▶ **Source data**

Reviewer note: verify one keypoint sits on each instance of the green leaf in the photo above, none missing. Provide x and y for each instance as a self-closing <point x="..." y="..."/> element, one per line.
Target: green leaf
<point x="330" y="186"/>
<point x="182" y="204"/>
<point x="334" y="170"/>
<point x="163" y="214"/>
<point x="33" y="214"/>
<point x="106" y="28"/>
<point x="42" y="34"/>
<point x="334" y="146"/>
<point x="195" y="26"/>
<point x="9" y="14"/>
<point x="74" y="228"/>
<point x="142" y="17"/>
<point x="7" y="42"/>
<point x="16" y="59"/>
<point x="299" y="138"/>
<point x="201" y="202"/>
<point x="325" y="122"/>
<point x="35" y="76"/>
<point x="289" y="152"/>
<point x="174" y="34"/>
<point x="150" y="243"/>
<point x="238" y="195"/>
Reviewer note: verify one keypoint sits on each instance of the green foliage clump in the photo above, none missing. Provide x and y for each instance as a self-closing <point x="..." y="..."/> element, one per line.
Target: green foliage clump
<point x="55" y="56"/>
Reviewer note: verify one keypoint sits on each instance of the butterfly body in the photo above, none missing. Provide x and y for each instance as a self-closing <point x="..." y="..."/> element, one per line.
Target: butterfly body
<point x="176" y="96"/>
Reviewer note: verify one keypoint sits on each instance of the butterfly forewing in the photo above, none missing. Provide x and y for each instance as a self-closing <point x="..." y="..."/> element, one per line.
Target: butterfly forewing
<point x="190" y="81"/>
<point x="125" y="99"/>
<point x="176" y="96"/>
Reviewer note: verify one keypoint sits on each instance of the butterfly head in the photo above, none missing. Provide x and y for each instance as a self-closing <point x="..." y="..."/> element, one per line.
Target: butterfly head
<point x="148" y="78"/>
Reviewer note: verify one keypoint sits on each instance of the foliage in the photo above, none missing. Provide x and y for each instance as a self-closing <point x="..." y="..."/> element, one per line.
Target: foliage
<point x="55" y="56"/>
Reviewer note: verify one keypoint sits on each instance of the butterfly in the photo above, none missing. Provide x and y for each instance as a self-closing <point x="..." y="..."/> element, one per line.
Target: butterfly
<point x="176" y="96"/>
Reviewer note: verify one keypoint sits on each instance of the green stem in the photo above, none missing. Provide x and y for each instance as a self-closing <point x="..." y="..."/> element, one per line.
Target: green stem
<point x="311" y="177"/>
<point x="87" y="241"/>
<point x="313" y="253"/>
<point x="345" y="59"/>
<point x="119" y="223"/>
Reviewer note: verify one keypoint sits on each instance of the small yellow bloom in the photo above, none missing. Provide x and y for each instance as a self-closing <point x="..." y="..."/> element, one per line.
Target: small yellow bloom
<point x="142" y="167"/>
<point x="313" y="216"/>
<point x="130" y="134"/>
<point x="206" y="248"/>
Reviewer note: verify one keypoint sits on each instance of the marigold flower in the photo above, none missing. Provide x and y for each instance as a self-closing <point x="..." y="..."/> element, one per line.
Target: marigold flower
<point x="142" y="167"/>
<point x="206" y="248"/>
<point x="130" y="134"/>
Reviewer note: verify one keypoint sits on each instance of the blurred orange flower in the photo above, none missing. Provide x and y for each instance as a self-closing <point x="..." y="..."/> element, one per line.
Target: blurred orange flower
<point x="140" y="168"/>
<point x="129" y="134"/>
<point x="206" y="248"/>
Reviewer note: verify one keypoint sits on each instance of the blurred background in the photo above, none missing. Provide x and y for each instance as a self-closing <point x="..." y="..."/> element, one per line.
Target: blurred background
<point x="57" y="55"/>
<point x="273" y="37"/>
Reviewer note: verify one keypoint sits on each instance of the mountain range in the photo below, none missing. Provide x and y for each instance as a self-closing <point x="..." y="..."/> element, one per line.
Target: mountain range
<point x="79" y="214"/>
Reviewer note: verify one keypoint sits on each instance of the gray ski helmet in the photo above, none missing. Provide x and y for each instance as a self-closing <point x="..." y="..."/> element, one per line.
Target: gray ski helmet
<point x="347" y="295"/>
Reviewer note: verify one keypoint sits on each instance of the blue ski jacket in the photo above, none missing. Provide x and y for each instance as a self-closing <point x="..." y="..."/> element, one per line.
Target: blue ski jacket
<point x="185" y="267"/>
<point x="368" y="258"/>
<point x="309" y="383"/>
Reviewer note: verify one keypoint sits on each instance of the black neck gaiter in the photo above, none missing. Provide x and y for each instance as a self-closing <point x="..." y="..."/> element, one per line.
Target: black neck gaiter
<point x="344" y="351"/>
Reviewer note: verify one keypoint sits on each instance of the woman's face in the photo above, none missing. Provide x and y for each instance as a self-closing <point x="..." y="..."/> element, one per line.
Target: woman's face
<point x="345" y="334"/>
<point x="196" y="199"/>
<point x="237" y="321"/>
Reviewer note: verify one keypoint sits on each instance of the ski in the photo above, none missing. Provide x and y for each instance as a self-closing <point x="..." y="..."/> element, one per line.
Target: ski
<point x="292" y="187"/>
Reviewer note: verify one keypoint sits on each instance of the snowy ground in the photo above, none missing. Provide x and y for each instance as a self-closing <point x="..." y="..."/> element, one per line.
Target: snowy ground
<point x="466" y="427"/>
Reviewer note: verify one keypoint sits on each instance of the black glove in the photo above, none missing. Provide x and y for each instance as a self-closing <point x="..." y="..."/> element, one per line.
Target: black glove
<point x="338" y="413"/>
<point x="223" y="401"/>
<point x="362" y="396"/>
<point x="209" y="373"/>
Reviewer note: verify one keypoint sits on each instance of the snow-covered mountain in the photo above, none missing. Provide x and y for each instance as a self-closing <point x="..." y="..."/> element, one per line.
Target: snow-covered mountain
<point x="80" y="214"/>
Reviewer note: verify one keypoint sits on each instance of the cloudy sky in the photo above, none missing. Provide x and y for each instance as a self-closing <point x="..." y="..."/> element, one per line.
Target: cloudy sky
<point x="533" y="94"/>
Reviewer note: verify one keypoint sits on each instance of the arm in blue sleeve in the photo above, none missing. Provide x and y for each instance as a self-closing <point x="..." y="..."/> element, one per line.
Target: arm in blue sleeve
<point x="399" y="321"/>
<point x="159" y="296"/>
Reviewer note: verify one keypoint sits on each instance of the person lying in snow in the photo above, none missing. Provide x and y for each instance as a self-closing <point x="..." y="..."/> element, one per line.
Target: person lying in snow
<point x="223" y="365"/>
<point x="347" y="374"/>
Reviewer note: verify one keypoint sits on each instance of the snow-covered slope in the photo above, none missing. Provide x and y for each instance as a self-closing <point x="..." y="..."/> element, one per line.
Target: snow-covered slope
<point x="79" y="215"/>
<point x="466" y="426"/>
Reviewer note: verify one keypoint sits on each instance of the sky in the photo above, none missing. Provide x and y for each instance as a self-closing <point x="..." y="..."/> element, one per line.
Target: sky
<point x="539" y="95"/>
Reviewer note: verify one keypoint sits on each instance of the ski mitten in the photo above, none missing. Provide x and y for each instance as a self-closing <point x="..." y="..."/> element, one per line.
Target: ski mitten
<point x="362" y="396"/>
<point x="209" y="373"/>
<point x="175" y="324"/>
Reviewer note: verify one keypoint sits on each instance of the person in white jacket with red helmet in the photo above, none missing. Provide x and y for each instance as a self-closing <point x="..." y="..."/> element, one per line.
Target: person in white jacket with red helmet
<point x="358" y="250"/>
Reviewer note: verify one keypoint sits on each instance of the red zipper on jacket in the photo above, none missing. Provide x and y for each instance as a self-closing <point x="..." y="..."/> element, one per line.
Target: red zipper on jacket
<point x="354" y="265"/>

▶ **Aim**
Update all the data above by changing every "Reviewer note" to "Annotator note". Keep every other line the same.

▶ **Output for this exercise**
Annotator note: verify one keypoint sits on each instance of the green leaf in the photo above, none missing. Provide x and y for each instance as a self-closing <point x="..." y="..."/> element, one per line.
Target: green leaf
<point x="330" y="186"/>
<point x="182" y="204"/>
<point x="334" y="170"/>
<point x="163" y="214"/>
<point x="33" y="214"/>
<point x="106" y="28"/>
<point x="42" y="34"/>
<point x="334" y="146"/>
<point x="195" y="26"/>
<point x="9" y="14"/>
<point x="74" y="228"/>
<point x="142" y="17"/>
<point x="7" y="42"/>
<point x="16" y="59"/>
<point x="299" y="138"/>
<point x="201" y="202"/>
<point x="325" y="122"/>
<point x="35" y="76"/>
<point x="289" y="152"/>
<point x="174" y="34"/>
<point x="150" y="243"/>
<point x="238" y="195"/>
Annotator note: verify one keypoint sits on each instance of the green foliage clump in the photo above, none missing. Provide x and y for each instance as a self-closing <point x="..." y="..."/> element, one per line.
Target: green foliage clump
<point x="55" y="56"/>
Annotator note: verify one keypoint sits on each instance of the butterfly body in the photo above, none missing. Provide x and y for each instance as a self-closing <point x="..." y="..."/> element, one per line.
Target: butterfly body
<point x="176" y="96"/>
Annotator note: verify one keypoint sits on each instance of the butterfly forewing in the photo above, none missing. Provide x and y for each instance as a self-closing <point x="..." y="..."/> element, one per line.
Target: butterfly forewing
<point x="190" y="81"/>
<point x="125" y="99"/>
<point x="176" y="96"/>
Annotator note: verify one keypoint sits on each instance of the butterfly head in the photo above, none missing. Provide x and y for each instance as a self-closing <point x="..." y="..."/> element, one per line.
Target: butterfly head
<point x="148" y="78"/>
Annotator note: verify one keypoint sits on each instance of the foliage in the photo above, none missing. Provide x and y for each instance as a self-closing <point x="..." y="..."/> element, one per line.
Target: foliage
<point x="55" y="56"/>
Annotator note: verify one keypoint sits on each instance of the butterfly in the photo above, none missing. Provide x and y for each instance as a self-closing <point x="..." y="..."/> element, one per line.
Target: butterfly
<point x="176" y="96"/>
Annotator note: verify one keypoint sits on each instance of the green stem in the photo above, none missing. Provide x and y for each instance as a self-closing <point x="..." y="..."/> element, one per line.
Target: green stem
<point x="311" y="177"/>
<point x="87" y="241"/>
<point x="313" y="253"/>
<point x="345" y="59"/>
<point x="119" y="223"/>
Annotator note: verify one keypoint sits on each instance of the small yellow bloom in the photo above, none missing. Provide x and y for each instance as a self-closing <point x="..." y="..."/> element, one per line.
Target: small yellow bloom
<point x="142" y="167"/>
<point x="313" y="216"/>
<point x="130" y="134"/>
<point x="206" y="248"/>
Annotator note: verify one keypoint sits on each instance of the marigold flower in the photo above, none missing. Provide x and y for each instance as a self-closing <point x="..." y="..."/> element, one per line.
Target: marigold flower
<point x="142" y="167"/>
<point x="206" y="248"/>
<point x="130" y="134"/>
Annotator note: verify one keypoint sits on each instance of the blurred orange flower in the photo above, none missing. Provide x and y for each instance as a self-closing <point x="..." y="..."/> element, one per line.
Target: blurred orange flower
<point x="140" y="168"/>
<point x="129" y="134"/>
<point x="206" y="248"/>
Annotator note: verify one keypoint sits on each instance of the blurred background in the photo above, none missing. Provide x and y for each instance as a self-closing <point x="..." y="..."/> element, one per line.
Target: blurred background
<point x="57" y="55"/>
<point x="273" y="37"/>
Annotator note: verify one keypoint sits on each instance of the mountain range in the photo below, none missing. Provide x and y for each instance as a self-closing <point x="..." y="..."/> element, one per line.
Target: mountain range
<point x="79" y="214"/>
Annotator note: verify one keypoint sits on each instance of the gray ski helmet in the photo above, none missing. Provide x and y for each instance as a self-closing <point x="..." y="..."/> element, one per line.
Target: gray ski helmet
<point x="347" y="295"/>
Annotator note: verify one keypoint sits on each instance of the blue ski jacket in the photo above, none missing. Provide x and y for each instance as a self-closing <point x="..." y="..."/> element, one per line.
Target: blue ski jacket
<point x="185" y="267"/>
<point x="368" y="258"/>
<point x="309" y="383"/>
Annotator note: verify one keypoint sits on each instance of the black neck gaiter in the photo above, none missing. Provide x and y for each instance as a self-closing <point x="..." y="..."/> element, one per line.
Target: black neck gaiter
<point x="344" y="351"/>
Annotator note: verify one keypoint sits on each instance of the woman's face in the photo above, none missing. Provide x and y for each instance as a self-closing <point x="..." y="..."/> element, one per line.
Target: woman's face
<point x="345" y="334"/>
<point x="196" y="199"/>
<point x="237" y="321"/>
Annotator note: verify one keypoint sits on each instance of the ski in the photo above, none missing. Provide x and y for each instance as a self-closing <point x="..." y="..."/> element, one per line.
Target: ski
<point x="292" y="187"/>
Annotator note: verify one keypoint sits on each instance of the snowy ground in the photo above, none missing. Provide x and y for each instance as a self-closing <point x="..." y="..."/> element, one per line.
Target: snowy ground
<point x="466" y="427"/>
Annotator note: verify one keypoint sits on each instance of the black glove in the photo above, none missing. Provide x and y for each instance as a self-closing <point x="..." y="..."/> element, one per line.
Target: black glove
<point x="338" y="413"/>
<point x="223" y="401"/>
<point x="362" y="396"/>
<point x="209" y="373"/>
Annotator note: verify one keypoint sits on each instance of the snow-covered mountain in the photo above, none missing. Provide x and y for each instance as a self-closing <point x="..." y="..."/> element, one per line.
Target: snow-covered mountain
<point x="80" y="214"/>
Annotator note: verify one keypoint sits on each instance of the cloudy sky in the photo above, none missing. Provide x and y for each instance as a self-closing <point x="..." y="..."/> element, one per line.
Target: cloudy sky
<point x="533" y="94"/>
Annotator note: verify one keypoint sits on each instance of the arm in blue sleeve in the photo above, none missing. Provide x and y for each instance as a self-closing <point x="..." y="..."/> element, one per line.
Target: arm in blue sleeve
<point x="399" y="321"/>
<point x="159" y="296"/>
Annotator note: verify one keypoint sits on each instance of the person lying in snow in the photo above, none missing. Provide x and y for each instance as a self-closing <point x="..." y="..."/> element, one per line.
Target: person lying in snow
<point x="223" y="365"/>
<point x="347" y="374"/>
Annotator note: verify one keypoint sits on each instance of the snow-covered slope in the photo above, none missing. Provide x and y for each instance as a self-closing <point x="..." y="..."/> element, one per line.
Target: snow-covered slope
<point x="79" y="215"/>
<point x="466" y="426"/>
Annotator note: verify one keypoint sits on each instance of the sky in the photo above, none missing. Provide x and y for each instance as a self-closing <point x="..." y="..."/> element, one per line.
Target: sky
<point x="539" y="95"/>
Annotator note: verify one keypoint sits on each instance of the ski mitten in the photo above, none missing. Provide x and y for each instance as a self-closing <point x="..." y="..."/> element, one per line.
Target: ski mitten
<point x="362" y="396"/>
<point x="209" y="373"/>
<point x="175" y="324"/>
Annotator note: verify one keypoint sits on each instance of the person in white jacket with red helmet in the photo above, none missing. Provide x and y for each instance as a self-closing <point x="..." y="..."/> element, one per line.
Target: person in white jacket with red helmet
<point x="358" y="250"/>
Annotator note: verify one keypoint sits on each instance of the red zipper on jacket in the photo above, none missing. Provide x and y for each instance as a self-closing <point x="..." y="..."/> element, one per line.
Target: red zipper on jacket
<point x="354" y="265"/>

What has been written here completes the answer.